**Problem**:
Turn the records, from the line containing "to detect smiling" through the end of the records, into a Markdown table with the columns Row and Line. Number each line in Row and skip any blank lines.

**Exercise data**:
------------------------------------------------------------------------

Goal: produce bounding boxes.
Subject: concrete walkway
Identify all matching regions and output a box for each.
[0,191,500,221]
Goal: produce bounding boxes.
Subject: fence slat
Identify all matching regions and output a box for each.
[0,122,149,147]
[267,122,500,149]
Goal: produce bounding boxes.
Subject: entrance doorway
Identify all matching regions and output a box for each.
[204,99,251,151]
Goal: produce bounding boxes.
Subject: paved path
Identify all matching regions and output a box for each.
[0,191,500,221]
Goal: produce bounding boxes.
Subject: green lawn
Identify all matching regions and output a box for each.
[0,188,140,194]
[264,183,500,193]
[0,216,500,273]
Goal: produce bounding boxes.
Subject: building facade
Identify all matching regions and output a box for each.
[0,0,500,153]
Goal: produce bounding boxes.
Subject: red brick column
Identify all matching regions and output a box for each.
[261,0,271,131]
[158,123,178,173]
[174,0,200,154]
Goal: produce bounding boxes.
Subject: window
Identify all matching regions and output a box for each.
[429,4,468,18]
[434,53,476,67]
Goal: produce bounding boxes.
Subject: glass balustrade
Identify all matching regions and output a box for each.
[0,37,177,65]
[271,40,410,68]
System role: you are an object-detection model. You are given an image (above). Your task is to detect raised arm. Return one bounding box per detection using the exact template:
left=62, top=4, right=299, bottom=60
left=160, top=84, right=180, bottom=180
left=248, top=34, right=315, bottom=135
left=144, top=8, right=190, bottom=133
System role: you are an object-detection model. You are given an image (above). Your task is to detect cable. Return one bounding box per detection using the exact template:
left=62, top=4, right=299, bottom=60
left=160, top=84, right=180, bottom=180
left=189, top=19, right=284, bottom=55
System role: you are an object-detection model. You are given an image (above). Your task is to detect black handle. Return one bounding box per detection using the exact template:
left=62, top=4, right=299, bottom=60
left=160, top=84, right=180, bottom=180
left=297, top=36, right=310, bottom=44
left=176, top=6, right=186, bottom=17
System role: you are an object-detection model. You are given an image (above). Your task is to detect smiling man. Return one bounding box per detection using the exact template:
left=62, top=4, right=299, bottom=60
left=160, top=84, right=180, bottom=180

------------------------------------------------------------------------

**Result of this exercise**:
| Row | Line |
|---|---|
| 1 | System role: you are an object-detection model. You are given an image (above). Your task is to detect smiling man. Return one bounding box per detection using the exact template: |
| 2 | left=62, top=4, right=299, bottom=60 |
| 3 | left=160, top=84, right=180, bottom=180 |